====== RECORD EXCERPTS ======

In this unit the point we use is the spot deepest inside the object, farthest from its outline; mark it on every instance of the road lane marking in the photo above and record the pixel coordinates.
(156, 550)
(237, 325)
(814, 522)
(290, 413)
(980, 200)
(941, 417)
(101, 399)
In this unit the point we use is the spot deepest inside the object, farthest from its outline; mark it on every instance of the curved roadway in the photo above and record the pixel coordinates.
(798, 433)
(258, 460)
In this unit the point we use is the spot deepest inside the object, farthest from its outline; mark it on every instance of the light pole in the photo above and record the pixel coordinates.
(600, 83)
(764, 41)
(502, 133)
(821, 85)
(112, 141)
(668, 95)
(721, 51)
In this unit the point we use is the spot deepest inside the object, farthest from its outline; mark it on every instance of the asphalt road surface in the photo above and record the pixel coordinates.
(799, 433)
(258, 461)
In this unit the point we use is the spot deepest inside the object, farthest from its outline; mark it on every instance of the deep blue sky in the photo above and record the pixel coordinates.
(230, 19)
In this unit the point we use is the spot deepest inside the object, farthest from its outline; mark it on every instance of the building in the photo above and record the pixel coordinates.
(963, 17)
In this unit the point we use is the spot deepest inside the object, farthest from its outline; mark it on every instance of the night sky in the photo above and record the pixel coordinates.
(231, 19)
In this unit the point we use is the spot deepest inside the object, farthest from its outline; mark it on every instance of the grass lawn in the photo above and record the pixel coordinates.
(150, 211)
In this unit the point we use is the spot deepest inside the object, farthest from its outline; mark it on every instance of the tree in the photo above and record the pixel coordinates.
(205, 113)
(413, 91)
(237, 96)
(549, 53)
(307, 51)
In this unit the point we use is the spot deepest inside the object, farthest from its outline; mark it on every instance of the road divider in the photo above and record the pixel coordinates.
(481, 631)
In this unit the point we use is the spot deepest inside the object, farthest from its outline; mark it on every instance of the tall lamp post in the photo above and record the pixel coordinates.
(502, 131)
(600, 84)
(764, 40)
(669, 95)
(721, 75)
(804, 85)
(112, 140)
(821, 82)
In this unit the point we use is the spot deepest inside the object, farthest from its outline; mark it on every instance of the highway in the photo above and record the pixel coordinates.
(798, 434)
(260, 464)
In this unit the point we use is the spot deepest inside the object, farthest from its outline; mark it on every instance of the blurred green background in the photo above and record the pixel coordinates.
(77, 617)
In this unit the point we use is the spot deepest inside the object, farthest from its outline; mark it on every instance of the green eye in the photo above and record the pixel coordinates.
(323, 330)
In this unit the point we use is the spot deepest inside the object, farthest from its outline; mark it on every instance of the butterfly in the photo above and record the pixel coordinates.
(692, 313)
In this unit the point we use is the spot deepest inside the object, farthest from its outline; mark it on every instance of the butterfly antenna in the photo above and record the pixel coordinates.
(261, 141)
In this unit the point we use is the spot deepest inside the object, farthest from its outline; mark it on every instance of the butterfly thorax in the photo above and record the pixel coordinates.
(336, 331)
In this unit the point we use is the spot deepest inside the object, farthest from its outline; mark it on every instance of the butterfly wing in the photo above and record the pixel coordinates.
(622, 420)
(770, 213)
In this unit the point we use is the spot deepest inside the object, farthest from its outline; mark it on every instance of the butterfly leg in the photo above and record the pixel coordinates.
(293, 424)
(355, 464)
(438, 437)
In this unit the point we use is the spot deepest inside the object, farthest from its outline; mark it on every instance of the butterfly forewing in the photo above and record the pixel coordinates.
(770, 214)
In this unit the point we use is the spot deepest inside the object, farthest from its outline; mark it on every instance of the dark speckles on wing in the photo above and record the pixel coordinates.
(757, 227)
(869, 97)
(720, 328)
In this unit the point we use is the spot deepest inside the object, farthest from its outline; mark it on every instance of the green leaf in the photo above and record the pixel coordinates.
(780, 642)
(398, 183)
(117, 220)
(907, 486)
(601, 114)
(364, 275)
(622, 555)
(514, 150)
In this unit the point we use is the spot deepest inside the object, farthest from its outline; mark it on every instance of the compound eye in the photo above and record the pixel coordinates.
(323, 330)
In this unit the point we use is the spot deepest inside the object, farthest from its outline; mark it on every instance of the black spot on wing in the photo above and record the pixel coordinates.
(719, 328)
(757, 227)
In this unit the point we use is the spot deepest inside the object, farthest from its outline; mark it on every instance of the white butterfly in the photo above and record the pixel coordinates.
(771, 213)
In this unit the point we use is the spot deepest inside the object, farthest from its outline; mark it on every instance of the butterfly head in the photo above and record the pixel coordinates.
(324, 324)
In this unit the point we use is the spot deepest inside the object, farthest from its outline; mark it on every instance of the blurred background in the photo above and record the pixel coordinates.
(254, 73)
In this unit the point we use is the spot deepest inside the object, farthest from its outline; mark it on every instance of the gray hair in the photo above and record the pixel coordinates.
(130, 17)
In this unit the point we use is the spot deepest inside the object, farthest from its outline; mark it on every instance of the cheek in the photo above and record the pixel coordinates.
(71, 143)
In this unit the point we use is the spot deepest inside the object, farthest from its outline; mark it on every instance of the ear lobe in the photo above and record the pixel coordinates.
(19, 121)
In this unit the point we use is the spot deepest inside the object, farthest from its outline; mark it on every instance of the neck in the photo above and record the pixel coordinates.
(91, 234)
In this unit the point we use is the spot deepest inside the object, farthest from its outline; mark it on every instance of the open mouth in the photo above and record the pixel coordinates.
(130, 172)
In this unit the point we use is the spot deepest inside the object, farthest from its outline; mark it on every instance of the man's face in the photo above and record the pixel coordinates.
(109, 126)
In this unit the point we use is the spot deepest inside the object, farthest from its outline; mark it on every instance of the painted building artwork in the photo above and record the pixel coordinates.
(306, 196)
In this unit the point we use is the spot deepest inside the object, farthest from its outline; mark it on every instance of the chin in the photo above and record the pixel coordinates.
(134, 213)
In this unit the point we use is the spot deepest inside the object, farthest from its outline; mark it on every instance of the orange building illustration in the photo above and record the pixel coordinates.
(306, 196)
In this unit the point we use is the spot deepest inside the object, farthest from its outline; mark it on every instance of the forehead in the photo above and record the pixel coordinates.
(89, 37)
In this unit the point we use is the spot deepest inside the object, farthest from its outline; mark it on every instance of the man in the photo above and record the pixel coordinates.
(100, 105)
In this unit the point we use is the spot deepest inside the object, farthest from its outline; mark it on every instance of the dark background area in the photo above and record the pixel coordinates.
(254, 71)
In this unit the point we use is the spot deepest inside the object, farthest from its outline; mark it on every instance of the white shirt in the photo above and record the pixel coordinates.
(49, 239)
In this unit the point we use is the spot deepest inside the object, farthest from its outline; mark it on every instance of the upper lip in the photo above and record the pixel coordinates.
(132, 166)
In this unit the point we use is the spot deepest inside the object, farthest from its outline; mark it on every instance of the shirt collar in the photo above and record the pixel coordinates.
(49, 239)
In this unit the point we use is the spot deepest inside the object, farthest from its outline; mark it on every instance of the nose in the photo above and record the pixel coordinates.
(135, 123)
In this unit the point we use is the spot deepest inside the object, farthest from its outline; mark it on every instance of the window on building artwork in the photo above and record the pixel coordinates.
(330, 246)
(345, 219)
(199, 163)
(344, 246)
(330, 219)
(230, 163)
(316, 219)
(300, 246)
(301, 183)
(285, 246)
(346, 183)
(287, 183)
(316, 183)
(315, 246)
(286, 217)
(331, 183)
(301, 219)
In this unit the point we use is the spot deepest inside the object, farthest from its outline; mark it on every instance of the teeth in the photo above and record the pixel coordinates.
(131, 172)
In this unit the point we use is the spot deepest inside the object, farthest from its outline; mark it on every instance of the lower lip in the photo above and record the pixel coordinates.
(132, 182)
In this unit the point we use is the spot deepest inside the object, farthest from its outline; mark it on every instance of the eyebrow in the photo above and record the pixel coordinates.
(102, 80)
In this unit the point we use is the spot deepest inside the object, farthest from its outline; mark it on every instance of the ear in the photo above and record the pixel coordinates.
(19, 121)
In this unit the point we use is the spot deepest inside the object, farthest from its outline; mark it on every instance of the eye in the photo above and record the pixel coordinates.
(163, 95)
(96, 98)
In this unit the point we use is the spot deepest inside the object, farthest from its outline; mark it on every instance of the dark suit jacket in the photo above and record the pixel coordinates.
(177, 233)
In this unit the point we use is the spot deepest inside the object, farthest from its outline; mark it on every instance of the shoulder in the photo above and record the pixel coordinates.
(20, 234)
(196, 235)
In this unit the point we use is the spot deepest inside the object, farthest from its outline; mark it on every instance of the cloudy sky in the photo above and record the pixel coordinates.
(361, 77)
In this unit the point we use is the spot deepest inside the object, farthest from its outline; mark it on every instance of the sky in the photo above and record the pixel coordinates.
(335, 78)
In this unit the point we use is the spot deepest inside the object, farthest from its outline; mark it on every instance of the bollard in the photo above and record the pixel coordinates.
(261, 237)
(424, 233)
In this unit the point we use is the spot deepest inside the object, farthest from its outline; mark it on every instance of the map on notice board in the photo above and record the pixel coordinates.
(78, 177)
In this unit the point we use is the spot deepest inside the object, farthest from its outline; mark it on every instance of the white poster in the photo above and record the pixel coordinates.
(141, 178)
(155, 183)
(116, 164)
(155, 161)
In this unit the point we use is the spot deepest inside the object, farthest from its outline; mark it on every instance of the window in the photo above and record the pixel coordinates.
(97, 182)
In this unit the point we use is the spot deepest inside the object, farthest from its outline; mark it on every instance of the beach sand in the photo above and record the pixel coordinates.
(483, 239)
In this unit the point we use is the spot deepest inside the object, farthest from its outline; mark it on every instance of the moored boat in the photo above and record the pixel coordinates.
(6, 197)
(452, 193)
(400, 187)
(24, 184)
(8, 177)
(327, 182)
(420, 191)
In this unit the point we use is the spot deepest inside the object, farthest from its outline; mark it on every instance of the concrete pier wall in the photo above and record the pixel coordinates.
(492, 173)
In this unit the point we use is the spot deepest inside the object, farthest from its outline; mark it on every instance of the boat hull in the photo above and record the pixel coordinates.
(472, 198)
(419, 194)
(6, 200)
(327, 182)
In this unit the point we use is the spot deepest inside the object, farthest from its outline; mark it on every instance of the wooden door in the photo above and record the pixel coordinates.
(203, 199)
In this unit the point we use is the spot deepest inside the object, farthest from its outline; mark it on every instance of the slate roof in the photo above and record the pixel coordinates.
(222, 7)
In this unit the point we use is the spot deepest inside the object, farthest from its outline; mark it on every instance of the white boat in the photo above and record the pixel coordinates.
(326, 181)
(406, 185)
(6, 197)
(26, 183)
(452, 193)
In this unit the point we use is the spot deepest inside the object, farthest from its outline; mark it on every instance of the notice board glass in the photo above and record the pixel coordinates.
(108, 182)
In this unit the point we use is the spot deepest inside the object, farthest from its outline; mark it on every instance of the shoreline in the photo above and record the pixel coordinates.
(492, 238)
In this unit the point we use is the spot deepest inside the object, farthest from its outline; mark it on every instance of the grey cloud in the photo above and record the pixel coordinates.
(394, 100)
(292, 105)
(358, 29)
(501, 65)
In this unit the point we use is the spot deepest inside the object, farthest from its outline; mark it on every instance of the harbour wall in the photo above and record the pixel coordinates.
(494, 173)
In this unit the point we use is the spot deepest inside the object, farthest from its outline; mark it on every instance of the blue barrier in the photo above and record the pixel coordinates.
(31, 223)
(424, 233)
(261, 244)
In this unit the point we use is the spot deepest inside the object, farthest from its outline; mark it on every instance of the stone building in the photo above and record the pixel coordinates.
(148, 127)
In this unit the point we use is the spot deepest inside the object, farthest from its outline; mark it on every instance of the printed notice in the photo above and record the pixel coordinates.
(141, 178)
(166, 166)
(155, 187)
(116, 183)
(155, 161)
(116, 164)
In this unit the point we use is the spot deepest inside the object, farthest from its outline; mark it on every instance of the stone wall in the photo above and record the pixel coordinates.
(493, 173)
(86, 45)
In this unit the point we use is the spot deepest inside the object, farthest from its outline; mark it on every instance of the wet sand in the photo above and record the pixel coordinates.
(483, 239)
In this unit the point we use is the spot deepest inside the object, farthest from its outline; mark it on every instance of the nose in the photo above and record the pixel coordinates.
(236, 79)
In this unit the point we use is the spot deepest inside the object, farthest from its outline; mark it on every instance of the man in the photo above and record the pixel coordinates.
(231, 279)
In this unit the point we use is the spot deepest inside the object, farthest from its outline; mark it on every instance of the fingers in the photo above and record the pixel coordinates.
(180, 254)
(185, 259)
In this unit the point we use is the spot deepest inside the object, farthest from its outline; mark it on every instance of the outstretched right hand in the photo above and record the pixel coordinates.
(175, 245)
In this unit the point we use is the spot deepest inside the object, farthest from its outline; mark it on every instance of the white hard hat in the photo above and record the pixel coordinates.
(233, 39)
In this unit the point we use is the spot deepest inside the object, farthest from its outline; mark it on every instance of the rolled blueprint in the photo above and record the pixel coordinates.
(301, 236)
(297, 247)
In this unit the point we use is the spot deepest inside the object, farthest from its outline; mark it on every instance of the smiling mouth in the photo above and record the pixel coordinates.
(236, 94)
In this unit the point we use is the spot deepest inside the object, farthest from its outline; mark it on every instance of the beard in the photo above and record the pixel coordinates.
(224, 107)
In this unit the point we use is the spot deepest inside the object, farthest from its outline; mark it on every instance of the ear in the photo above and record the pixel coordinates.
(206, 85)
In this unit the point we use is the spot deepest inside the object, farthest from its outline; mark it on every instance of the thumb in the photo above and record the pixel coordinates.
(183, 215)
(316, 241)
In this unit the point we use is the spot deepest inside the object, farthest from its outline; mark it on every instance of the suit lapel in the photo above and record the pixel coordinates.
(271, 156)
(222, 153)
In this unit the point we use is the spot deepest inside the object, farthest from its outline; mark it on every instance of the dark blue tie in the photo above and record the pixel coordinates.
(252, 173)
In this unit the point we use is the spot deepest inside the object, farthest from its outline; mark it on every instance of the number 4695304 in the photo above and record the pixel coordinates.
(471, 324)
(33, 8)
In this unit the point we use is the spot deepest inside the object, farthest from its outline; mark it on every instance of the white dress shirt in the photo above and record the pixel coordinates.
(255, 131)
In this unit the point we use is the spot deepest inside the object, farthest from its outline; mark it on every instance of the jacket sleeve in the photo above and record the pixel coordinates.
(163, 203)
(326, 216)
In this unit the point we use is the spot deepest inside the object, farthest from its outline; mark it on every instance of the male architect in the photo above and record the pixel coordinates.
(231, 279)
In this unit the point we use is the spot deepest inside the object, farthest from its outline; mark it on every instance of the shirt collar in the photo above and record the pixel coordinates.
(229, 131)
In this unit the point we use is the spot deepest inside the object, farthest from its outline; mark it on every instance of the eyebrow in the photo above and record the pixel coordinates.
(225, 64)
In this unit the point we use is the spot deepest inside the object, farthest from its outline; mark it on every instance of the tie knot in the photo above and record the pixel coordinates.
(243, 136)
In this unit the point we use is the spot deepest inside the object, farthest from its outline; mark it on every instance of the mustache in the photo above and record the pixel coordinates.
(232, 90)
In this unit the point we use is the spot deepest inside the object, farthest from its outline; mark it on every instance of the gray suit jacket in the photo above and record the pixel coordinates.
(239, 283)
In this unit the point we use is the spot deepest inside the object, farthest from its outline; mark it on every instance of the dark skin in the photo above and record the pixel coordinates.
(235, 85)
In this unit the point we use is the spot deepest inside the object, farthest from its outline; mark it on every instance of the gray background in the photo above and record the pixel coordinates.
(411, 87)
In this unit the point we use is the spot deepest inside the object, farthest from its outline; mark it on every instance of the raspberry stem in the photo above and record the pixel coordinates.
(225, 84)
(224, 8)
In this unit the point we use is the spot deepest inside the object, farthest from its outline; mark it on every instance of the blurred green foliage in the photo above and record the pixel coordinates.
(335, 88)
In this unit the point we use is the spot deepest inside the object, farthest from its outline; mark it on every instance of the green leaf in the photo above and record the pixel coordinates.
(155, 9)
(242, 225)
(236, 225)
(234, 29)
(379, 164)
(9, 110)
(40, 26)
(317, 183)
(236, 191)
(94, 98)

======

#### WORK REQUIRED:
Find the line containing "the tie knot", then output it and every line after it to the end of the data, exactly.

#### ANSWER TO THIS EXERCISE:
In this unit the point we use is the spot deepest inside the object, farthest from its outline; mark it on every instance of the tie knot in the photo above and record the pixel coordinates.
(243, 136)
In this unit the point we use is the spot deepest inside the object, farthest from its outline; mark it on every instance of the mustache in the photo above and record the pixel coordinates.
(232, 90)
In this unit the point we use is the spot deepest inside the object, farthest from its outline; mark it on every instance of the gray suit jacket in the photo above and record the pixel coordinates.
(239, 283)
In this unit the point we use is the spot deepest inside the object, farthest from its outline; mark it on every instance of the dark skin in the photo above and record the pixel coordinates.
(235, 85)
In this unit the point we use is the spot deepest inside the object, farthest from its outline; mark it on every instance of the gray background in the photo above and record the pixel coordinates.
(411, 87)
In this unit the point we use is the spot deepest inside the object, farthest from its outline; mark it on every instance of the raspberry stem in the photo above and record the pixel coordinates.
(225, 84)
(224, 8)
In this unit the point we use is the spot deepest inside the object, farthest from its outline; mark it on every instance of the blurred green foliage in the photo above and record the pixel coordinates.
(335, 88)
In this unit the point we use is the spot deepest inside the object, farthest from its outline; mark it on every instance of the green leaf in the photo above and record the pixel coordinates.
(155, 9)
(242, 225)
(236, 225)
(234, 29)
(379, 164)
(9, 110)
(40, 26)
(317, 183)
(236, 191)
(94, 98)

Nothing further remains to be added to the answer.